(Dataset items)
——————

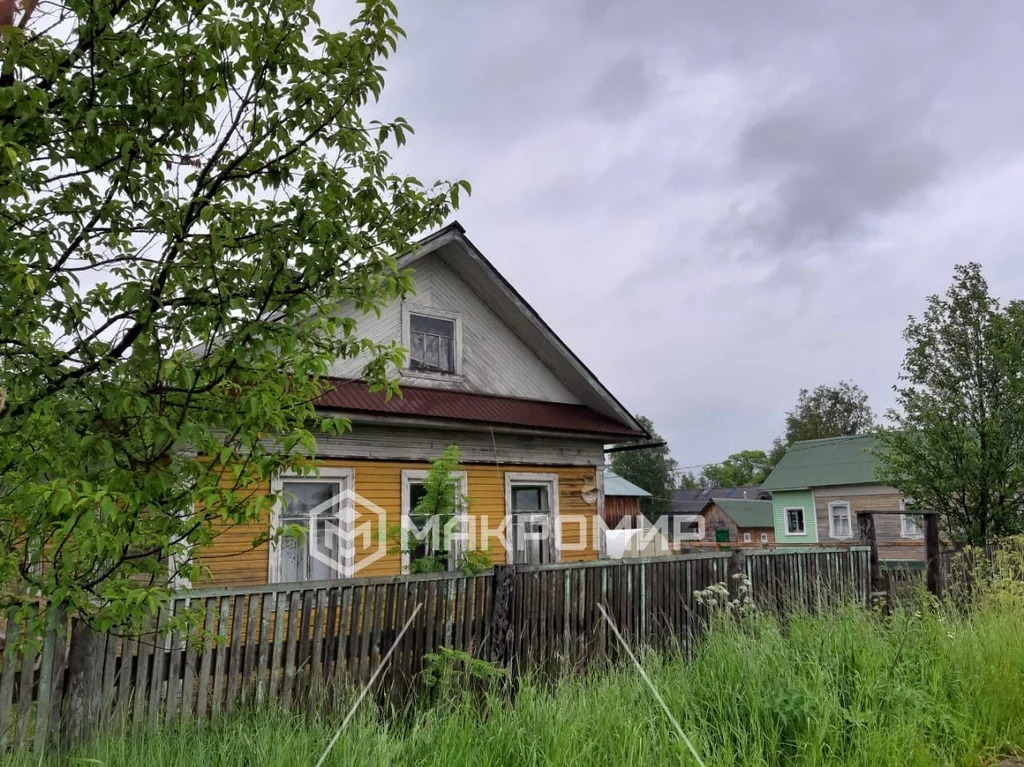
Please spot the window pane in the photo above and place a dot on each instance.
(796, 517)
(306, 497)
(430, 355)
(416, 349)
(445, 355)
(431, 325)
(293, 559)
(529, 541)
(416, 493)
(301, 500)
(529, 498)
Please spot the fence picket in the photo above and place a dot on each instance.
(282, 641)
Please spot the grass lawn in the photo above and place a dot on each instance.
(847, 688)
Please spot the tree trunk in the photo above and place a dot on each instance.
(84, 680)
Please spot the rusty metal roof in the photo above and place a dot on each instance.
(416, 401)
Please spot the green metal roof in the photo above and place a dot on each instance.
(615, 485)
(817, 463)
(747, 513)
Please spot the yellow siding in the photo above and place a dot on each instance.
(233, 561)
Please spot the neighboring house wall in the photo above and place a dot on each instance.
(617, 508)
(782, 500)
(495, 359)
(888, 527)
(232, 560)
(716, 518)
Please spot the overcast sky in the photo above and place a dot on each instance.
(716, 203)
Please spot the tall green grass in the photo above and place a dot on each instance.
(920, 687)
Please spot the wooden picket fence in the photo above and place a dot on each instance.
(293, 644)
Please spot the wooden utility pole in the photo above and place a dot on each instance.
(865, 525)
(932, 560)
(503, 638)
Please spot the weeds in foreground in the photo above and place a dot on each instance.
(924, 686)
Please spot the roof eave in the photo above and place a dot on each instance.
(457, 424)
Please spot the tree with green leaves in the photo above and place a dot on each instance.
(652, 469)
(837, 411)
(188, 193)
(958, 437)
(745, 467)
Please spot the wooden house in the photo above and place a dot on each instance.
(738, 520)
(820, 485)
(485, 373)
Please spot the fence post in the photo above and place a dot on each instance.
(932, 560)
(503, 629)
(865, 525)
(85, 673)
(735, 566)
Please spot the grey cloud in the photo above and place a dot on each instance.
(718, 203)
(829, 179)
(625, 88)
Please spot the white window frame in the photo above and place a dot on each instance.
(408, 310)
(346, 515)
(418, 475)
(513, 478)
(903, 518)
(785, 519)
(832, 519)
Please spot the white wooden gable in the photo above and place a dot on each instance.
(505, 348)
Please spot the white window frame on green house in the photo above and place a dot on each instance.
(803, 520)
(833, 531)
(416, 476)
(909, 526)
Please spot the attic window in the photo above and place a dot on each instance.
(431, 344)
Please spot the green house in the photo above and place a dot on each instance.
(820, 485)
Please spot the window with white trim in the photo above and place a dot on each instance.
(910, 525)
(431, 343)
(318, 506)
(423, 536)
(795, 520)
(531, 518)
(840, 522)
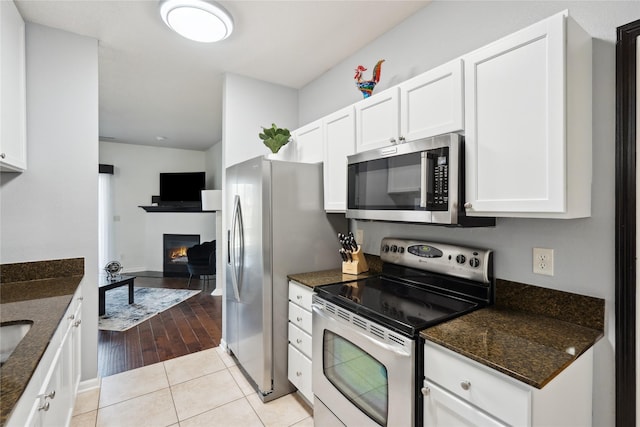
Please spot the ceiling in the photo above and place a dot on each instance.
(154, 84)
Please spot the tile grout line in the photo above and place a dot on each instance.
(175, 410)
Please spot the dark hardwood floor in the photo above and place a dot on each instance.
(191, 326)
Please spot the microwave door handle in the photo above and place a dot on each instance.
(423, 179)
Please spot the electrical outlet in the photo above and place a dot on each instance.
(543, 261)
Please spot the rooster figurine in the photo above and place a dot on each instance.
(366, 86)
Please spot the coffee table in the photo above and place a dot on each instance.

——————

TASK STATEMENT
From the first record above to the last, output each one exactly and omit the pictures.

OUTPUT
Please spot the window pane in the photo above and place a dot on each instance.
(796, 517)
(306, 497)
(430, 355)
(416, 349)
(445, 355)
(431, 325)
(293, 559)
(529, 541)
(416, 493)
(301, 500)
(529, 498)
Please spot the fence picket in the photo above and place a dot on each instance.
(282, 641)
Please spot the grass lawn in the photo above and place a dot on each instance.
(847, 688)
Please spot the tree trunk in the photo above and place a dot on each instance.
(84, 680)
Please spot the rusty metal roof in the photo above and place a dot on each instance.
(416, 401)
Please spot the green metal roof in the photo above and place a dot on each instance.
(615, 485)
(817, 463)
(747, 513)
Please spot the yellow siding in the photo above and place a dot on each instance.
(233, 561)
Please spot the neighboring house wall in the photo above and place a dot on each instance.
(617, 508)
(782, 500)
(495, 359)
(888, 527)
(232, 560)
(716, 518)
Please spot the overcast sky in the photo above and place a dot on each instance.
(716, 203)
Please spot the tall green grass in the photo above and place a dot on each instance.
(920, 687)
Please spot the wooden picket fence in the photo above and place a dot on each instance.
(293, 644)
Please spot the wooden utility pole in the photo above and place a dot on each instance.
(865, 525)
(932, 560)
(503, 638)
Please spot the weeds in foreground in the photo above and place a dot on each instance.
(924, 686)
Please spot the roof eave in the photo above and place a dot on each instance.
(457, 424)
Please spot the tree with green leaves in the photo above and place a dot on each instance.
(652, 469)
(837, 411)
(188, 193)
(958, 437)
(745, 467)
Please spot the wooden house in the photo above and place a dot on each instance.
(738, 520)
(820, 485)
(485, 373)
Please spot the fence post in the photo above and place a dot on each instance.
(932, 560)
(503, 629)
(865, 525)
(85, 673)
(735, 566)
Please spot the grey cloud in the photo above and place a dot on each instance.
(718, 203)
(829, 179)
(625, 88)
Please spot the white window frame in the photo above and place a dot on each instance.
(408, 310)
(346, 515)
(418, 475)
(513, 478)
(903, 518)
(785, 519)
(832, 519)
Please spot the white wooden gable in the photo above and place a dot on each instance.
(505, 348)
Please spot the white window frame on green house in the photo above and place a dot on each instance.
(803, 520)
(833, 531)
(416, 476)
(909, 526)
Please spot the attic window in the photo above and place a dot on each instance.
(431, 344)
Please spot the green house in the photo above and place a dot on each instance.
(820, 485)
Please spot the window with white trim in the photo above and place a dot on each instance.
(910, 525)
(431, 343)
(318, 506)
(423, 536)
(795, 520)
(531, 518)
(840, 522)
Please spot the ceiling in the photo above and place a dot on each instance.
(154, 84)
Please spot the tile grout line in the photo above and place a dot on each instance.
(175, 410)
Please spot the dark hardwood floor in the photo above and place a dot on each instance.
(191, 326)
Please spot the microwave door handle in the photo above and place a dot on each instance.
(423, 179)
Please spot the electrical outlet in the photo above and place a dot on each instance.
(543, 261)
Please spot the rooster figurine in the photo above and place a dot on each instance.
(366, 86)
Please spot the coffee table in the photo above and place a dot on each instance.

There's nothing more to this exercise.